_TASK GOAL_. Quote the records below word for word, from the line with "Can you see the grassy" through the end of the records, keeping both ends.

(Source records)
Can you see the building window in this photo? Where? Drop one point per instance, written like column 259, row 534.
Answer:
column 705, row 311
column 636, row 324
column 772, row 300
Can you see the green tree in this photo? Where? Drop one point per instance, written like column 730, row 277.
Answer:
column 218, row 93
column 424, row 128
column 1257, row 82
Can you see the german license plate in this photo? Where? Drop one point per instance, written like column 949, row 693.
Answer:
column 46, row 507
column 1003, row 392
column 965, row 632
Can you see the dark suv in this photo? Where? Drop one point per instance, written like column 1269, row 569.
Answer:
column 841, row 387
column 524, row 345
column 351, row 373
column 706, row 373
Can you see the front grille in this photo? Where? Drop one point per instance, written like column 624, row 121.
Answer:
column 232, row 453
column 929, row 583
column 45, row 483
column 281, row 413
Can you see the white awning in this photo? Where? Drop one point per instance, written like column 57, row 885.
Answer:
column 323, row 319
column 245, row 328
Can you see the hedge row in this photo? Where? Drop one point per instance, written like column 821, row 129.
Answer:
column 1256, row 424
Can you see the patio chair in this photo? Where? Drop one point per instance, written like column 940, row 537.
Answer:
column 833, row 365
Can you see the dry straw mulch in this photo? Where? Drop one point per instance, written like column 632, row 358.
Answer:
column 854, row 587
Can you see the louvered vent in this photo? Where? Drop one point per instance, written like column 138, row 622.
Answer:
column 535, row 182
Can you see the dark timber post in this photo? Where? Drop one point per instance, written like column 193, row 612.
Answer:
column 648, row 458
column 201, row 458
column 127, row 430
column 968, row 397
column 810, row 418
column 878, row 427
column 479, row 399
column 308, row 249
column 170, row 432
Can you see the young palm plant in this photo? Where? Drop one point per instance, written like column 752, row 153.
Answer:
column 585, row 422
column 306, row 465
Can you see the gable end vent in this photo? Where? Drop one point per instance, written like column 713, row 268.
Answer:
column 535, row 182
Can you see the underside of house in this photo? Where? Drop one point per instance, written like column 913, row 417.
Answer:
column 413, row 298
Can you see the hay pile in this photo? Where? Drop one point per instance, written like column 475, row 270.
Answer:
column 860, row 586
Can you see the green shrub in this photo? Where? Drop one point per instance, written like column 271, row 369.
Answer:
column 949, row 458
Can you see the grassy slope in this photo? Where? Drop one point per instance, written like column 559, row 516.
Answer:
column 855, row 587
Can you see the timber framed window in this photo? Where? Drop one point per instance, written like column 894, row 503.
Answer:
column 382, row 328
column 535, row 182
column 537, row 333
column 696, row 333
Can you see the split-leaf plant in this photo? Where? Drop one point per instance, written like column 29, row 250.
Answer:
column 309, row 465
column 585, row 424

_ANSWER TO THE EXERCISE_.
Can you see the grassy slope in this photo? Where? Drop one point per instance, written like column 559, row 516.
Answer:
column 855, row 587
Can you see the timber framed window in this photo? Where? Drop one point per instance, written like column 894, row 503.
Answer:
column 382, row 328
column 535, row 182
column 537, row 333
column 696, row 333
Can you see the split-leaf plant in this photo? Where? Drop one point per instance, written like column 29, row 250.
Answer:
column 309, row 465
column 585, row 424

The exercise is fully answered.